- What you will do
List every line below that contains the word "with", copying each one in full.

- Provided data
....................

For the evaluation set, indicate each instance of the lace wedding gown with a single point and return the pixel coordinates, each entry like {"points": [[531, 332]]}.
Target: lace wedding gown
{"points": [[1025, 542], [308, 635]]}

....................

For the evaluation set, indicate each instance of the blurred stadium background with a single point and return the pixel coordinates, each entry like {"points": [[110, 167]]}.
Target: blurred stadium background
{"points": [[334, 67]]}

....................

- Answer in full
For the evaluation set, indicate each instance of the lace wedding gown with a single point and return the pixel coordinates, each entry like {"points": [[531, 332]]}.
For the evaluation set, indicate each instance of the blurred stadium background with a single point and return the pixel coordinates, each entry like {"points": [[110, 167]]}.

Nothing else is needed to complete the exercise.